» **TASK INSTRUCTIONS**:
The entries below are to be written out again without alteration.

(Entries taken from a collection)

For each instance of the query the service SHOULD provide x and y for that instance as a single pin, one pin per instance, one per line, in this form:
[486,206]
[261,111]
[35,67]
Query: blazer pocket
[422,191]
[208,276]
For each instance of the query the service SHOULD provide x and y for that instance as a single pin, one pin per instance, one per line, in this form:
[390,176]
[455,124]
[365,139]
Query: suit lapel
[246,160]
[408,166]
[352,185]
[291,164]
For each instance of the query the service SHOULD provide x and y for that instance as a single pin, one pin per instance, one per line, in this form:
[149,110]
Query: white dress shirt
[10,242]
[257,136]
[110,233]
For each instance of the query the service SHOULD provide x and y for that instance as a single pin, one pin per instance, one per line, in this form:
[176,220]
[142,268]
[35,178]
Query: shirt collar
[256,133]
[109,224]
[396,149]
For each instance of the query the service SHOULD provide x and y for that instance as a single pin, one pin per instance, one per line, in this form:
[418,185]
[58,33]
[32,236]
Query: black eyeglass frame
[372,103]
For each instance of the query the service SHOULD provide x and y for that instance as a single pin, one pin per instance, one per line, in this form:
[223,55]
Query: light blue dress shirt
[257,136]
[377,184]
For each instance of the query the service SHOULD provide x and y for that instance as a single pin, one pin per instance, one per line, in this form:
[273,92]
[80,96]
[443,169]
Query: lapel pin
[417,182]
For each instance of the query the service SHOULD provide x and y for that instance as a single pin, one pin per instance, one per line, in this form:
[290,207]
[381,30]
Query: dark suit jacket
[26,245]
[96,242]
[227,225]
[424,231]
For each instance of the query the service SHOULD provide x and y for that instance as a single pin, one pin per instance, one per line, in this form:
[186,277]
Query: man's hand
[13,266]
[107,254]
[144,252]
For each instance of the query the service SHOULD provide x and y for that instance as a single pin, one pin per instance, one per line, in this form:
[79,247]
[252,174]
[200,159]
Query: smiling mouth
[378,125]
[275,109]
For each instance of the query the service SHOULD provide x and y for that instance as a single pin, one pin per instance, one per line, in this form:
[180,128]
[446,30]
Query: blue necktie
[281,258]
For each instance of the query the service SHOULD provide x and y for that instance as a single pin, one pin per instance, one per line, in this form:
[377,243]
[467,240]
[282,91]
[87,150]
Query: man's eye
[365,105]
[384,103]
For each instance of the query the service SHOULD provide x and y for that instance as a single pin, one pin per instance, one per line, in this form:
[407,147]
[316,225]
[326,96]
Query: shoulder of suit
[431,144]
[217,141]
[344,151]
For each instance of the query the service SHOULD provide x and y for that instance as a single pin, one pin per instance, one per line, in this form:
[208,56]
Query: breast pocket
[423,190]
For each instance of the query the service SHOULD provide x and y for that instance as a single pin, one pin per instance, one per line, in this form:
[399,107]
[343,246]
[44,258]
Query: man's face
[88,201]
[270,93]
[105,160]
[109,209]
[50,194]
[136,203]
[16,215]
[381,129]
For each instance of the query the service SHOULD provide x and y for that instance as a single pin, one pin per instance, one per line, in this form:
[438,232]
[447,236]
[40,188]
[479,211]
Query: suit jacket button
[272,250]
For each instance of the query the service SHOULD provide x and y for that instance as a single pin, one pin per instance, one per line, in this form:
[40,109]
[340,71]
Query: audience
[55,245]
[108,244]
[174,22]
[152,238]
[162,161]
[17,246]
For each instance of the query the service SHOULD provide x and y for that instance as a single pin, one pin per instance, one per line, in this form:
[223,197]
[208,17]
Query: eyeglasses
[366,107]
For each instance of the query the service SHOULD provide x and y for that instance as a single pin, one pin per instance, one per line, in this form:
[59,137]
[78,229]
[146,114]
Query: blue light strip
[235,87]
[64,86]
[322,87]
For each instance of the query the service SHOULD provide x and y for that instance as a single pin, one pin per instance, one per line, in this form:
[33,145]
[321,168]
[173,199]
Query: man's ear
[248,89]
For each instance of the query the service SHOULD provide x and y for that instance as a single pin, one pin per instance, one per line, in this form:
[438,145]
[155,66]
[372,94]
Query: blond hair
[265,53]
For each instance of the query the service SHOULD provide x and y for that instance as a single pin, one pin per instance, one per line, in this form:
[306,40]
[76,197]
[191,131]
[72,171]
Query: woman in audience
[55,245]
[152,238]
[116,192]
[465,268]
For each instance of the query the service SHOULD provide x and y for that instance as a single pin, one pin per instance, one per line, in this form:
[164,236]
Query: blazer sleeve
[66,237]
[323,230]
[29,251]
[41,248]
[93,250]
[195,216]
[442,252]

» **TASK ANSWER**:
For each instance of the query the service SHOULD provide x and y for that instance as a single pin, one pin per instance, one per line, in this form:
[486,206]
[261,111]
[35,67]
Query: blazer pocket
[422,191]
[208,276]
For each instance of the query the service SHOULD provide x and y for that instance as a single pin, one pin per instance, one per line, in this form:
[390,176]
[455,124]
[365,139]
Query: suit lapel
[246,160]
[408,166]
[352,185]
[291,164]
For each instance of the query the service SHOULD provide x and y for that instance as a single pin, one pin per instance, one per line, in this form:
[149,110]
Query: white dress shirt
[10,242]
[257,136]
[110,233]
For each instance of the query the service SHOULD provide x and y for that instance as a single pin, one pin per instance, one per line, in this form:
[176,220]
[142,268]
[35,178]
Query: shirt collar
[256,133]
[109,224]
[396,149]
For each instance of the query the service SHOULD provide x and y for that instance as a single pin, one pin per instance, one per line, in this form:
[418,185]
[58,33]
[32,236]
Query: black eyeglass frame
[372,103]
For each instance of the query the service SHOULD provide x and y for that instance as a single pin, one pin per instance, one per line, in this form:
[223,55]
Query: light blue dress shirt
[257,136]
[377,184]
For each instance of the query the service SHOULD provide x and y for that instance as a single pin, one pin per instance, one per line, in this form:
[273,92]
[80,96]
[443,169]
Query: lapel pin
[417,182]
For each instance of the query the service SHOULD provide x and y for that instance as a single pin, one pin per instance, one per line, in this form:
[290,207]
[381,30]
Query: dark suit jacket
[26,245]
[96,242]
[227,225]
[424,231]
For each instance of the query the service SHOULD provide x and y for that instance as a single pin, one pin per instance, one per line, in this form:
[186,277]
Query: man's hand
[13,266]
[107,254]
[144,252]
For each instance of the query the service SHOULD provide x and y for that instance as a single pin, one pin per instance, one per line, in this form:
[79,247]
[252,174]
[200,159]
Query: smiling mouth
[378,125]
[275,109]
For each instance of the query the service SHOULD provide x and y for that instance as a single pin, one pin per instance, one per line, in this form:
[180,128]
[446,30]
Query: blue necktie
[281,258]
For each instance of the query the service SHOULD provide x and y for that instance as a single pin, one pin per instance, one per line, in this form:
[377,243]
[467,240]
[282,91]
[87,150]
Query: man's eye
[365,105]
[384,103]
For each instance of the query the service SHOULD provide x and y for that instance as a single pin, one pin per instance, one per line, in this form:
[407,147]
[316,225]
[326,96]
Query: shoulder of suit
[431,144]
[217,141]
[344,151]
For each instance of the query the service SHOULD provide x and y for that instance as a single pin, one pin per instance, one per line, in this form:
[208,56]
Query: breast pocket
[423,190]
For each instance of the query the service SHOULD provide x and y for that instance as a single pin, one pin per instance, one per line, in this form:
[399,107]
[343,246]
[44,258]
Query: man's face
[88,201]
[270,93]
[105,160]
[109,209]
[50,194]
[136,203]
[16,215]
[381,129]
For each instance of the query the service SHOULD provide x and y for that instance as a single pin, one pin per instance, one per line, in this form:
[438,232]
[447,236]
[40,188]
[479,211]
Query: suit jacket button
[272,250]
For each instance of the query the service SHOULD provide x and y for that instance as a single pin, one pin per instance, one per line, in this form:
[40,109]
[340,71]
Query: audience
[55,245]
[108,244]
[174,22]
[152,238]
[162,161]
[17,246]
For each instance of the query the service SHOULD provide x and y for that instance as a single pin, one pin per instance, one per line, in this form:
[223,197]
[208,17]
Query: eyeglasses
[366,107]
For each instance of the query the service SHOULD provide x and y for that instance as a single pin, one pin per instance, one per line, in this form:
[59,137]
[78,229]
[146,114]
Query: blue light strip
[235,87]
[64,86]
[322,87]
For each instance of the query the service SHOULD provide x and y for that instance as a single pin, one pin per instance, one per line, in this form:
[33,145]
[321,168]
[173,199]
Query: man's ear
[248,89]
For each instance of the query the service SHOULD provide x and y for that instance as a single pin, one pin per instance, one per line, in this form:
[438,145]
[155,66]
[372,94]
Query: blond hair
[265,53]
For each instance of the query the service SHOULD provide x and y for that instance as a single pin, one pin per instance, one per line, in this form:
[306,40]
[76,197]
[191,131]
[72,171]
Query: woman in audience
[55,245]
[152,238]
[116,192]
[465,268]
For each instance of the query the service SHOULD provide x and y for that instance as a single pin, one pin per instance, one per line, in this form:
[164,236]
Query: blazer sleeve
[66,237]
[323,230]
[29,251]
[41,248]
[93,250]
[195,216]
[442,252]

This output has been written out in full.